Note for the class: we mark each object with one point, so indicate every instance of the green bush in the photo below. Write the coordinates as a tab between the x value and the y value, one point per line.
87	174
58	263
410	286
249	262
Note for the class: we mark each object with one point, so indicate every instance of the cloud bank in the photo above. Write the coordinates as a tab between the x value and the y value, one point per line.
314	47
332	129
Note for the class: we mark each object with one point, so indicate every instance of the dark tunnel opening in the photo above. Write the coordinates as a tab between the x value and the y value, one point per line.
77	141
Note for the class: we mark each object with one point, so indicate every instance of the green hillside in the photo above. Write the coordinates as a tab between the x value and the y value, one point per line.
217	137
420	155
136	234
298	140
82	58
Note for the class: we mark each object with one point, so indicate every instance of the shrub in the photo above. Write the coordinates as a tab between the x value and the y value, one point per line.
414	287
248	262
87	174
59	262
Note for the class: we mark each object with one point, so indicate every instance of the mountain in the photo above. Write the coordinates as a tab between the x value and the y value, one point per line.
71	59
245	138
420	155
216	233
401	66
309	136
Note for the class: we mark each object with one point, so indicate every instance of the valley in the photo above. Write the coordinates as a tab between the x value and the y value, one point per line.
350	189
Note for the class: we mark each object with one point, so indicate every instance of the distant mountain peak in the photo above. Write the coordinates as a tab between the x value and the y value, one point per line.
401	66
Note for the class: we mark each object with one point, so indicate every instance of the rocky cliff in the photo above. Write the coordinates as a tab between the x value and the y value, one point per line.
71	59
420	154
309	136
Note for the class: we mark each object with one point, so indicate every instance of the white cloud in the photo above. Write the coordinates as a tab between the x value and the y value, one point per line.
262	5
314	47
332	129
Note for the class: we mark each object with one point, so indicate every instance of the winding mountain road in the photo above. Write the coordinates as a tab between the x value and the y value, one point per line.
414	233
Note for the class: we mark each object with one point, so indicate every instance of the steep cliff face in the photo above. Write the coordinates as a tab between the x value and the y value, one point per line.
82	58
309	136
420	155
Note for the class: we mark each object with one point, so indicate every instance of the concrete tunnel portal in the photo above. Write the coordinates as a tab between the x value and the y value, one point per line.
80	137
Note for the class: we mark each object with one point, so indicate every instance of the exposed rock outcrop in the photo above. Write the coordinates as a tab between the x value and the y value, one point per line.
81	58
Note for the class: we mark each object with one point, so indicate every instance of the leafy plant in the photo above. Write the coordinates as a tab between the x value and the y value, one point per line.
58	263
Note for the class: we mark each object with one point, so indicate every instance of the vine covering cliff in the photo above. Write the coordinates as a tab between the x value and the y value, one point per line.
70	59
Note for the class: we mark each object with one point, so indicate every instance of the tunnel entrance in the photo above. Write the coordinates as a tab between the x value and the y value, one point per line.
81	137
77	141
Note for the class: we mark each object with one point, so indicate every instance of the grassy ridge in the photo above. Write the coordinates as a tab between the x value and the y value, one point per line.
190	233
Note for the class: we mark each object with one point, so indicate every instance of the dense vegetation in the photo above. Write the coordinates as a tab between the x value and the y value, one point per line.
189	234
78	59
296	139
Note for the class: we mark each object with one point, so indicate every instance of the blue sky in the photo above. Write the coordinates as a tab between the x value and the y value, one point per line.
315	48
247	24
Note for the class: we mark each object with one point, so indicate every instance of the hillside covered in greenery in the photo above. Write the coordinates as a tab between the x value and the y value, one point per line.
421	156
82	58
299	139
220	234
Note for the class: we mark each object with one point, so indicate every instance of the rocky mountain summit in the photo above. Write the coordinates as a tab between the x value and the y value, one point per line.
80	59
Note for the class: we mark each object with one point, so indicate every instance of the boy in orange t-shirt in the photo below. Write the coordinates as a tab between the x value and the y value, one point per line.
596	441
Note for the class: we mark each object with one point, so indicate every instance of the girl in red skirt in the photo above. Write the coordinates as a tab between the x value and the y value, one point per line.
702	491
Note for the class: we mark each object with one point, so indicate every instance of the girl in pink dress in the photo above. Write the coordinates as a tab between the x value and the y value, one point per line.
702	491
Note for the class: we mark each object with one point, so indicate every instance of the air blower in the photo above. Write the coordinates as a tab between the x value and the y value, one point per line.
◆ ◆ ◆
■ Problem requirements:
Each line above should appear again, reproduced exactly.

■ Task output:
Note for the class: we mark each object with one point, so indicate every instance of the green bush in the photo below. Write the coordinates as a tab between the x value and the y value, one point per line.
87	174
58	263
410	286
249	262
Note for the class: we mark each object with one point, so indicate every instance of the cloud bank in the photo above. Write the coordinates as a tab between the x value and the y value, one point per line.
314	47
332	129
Note for the class: we mark each object with one point, so indicate every instance of the dark tunnel opening in the photo above. Write the coordinates as a tab between the x value and the y value, one point per line.
77	141
Note for the class: we mark each object with one point, so indicate every instance of the green hillside in the photo above. Write the coordinates as a tab between the x value and the y value, one point per line.
217	137
420	155
136	234
298	140
82	58
Note for the class: we mark each object with one point, so indicate every instance of the shrub in the photo above. Write the coordinates as a tab between the x value and the y value, one point per line.
414	287
248	262
87	174
59	262
Note for the class: we mark each object with one point, so indicate every instance of the mountain in the photo above. Write the coordinates as a tab between the x value and the y value, one point per line.
71	59
245	138
420	155
216	233
401	66
309	136
Note for the class: we mark each object with one point, so indicate every instance of the valley in the photo above. Write the coordinates as a tab between the x value and the y value, one point per line.
350	189
Note for the class: we mark each object with one point, so indicate every instance of the distant mountain peak in the photo above. Write the coordinates as a tab between the x value and the y value, one point per line.
401	66
Note for the class: we mark each object with one point, so indicate every instance of the rocky cliff in the photo above. Write the coordinates as a tab between the x value and the y value, one point per line.
71	59
420	154
309	136
Note for the class: we mark each object with one point, so indicate every instance of the white cloud in the photo above. Write the coordinates as a tab between the x value and the y value, one point per line.
262	5
314	47
332	129
Note for the class: we mark each object with one point, so indicate every instance of the winding mountain road in the photo above. Write the coordinates as a tab between the x value and the y value, one point per line.
414	233
Note for the class: we mark each object with one point, so indicate every instance of the steep cliff face in the photo above. Write the coordinates as a tab between the x value and the y value, one point per line.
82	58
309	136
420	155
Note for the class: we mark each object with one point, so indicate every instance of the concrete tunnel portal in the photo above. Write the coordinates as a tab between the x value and the y value, one point per line.
80	137
Note for the class: we mark each object with one point, so indicate every instance of the exposed rock outcrop in the photo above. Write the coordinates as a tab between the x value and the y value, one point per line.
81	58
Note for the class: we mark each object with one point, so indicate every instance of the leafy plant in the photo above. Write the coordinates as a tab between the x value and the y value, one point per line.
58	263
Note for the class: we mark each object with one point, so indicate every instance of the vine covering cliff in the photo above. Write the coordinates as a tab between the x value and the y value, one point per line.
70	59
Note for the class: we mark each object with one point, so indicate every instance of the tunnel entrance in the photo above. Write the coordinates as a tab between the x value and the y value, one point per line.
81	137
77	141
Note for the class: we mark each object with one point, so indicate every instance of the grassy ridge in the photo above. Write the coordinates as a tab between the x value and the y value, one point per line.
190	233
Note for the class: we mark each object with one point, so indicate every instance of the dense vegetation in the photo above. Write the coordinates as a tab between the x value and the y value, one point per line.
189	234
78	59
296	139
Note for the class: we mark each object with one point, so indicate every instance of the blue sky in the photo above. Write the coordinates as a tab between the x value and the y value, one point per line.
315	48
247	24
Note for the class: we mark each object with one point, so indicate every instance of the hillside covered in greenery in the photo above. Write the coordinates as a tab between the x value and the y value, one point per line.
421	156
82	58
299	139
220	234
Note for the class: we mark each object with one point, so indicate every instance of the rocky mountain summit in the photo above. Write the coordinates as a tab between the x value and the y value, one point per line.
80	59
Note for the class: we mark each object with one point, so indicate every instance of the boy in orange t-shirt in the photo below. Write the coordinates as a tab between the x value and the y value, one point per line.
596	441
Note for the class: we mark each object with one point, so indicate every instance of the girl in red skirt in the photo above. Write the coordinates as a tab between the x value and the y value, one point per line.
702	491
Note for the class: we mark each object with one point, so indicate every instance of the girl in pink dress in the photo above. Write the coordinates as a tab between the x value and the y value, one point per line.
702	491
Note for the class: we mark each object with one point, so indicate every instance of the air blower in the photo above. Write the coordinates as a tab between the x value and the y value, one point per line.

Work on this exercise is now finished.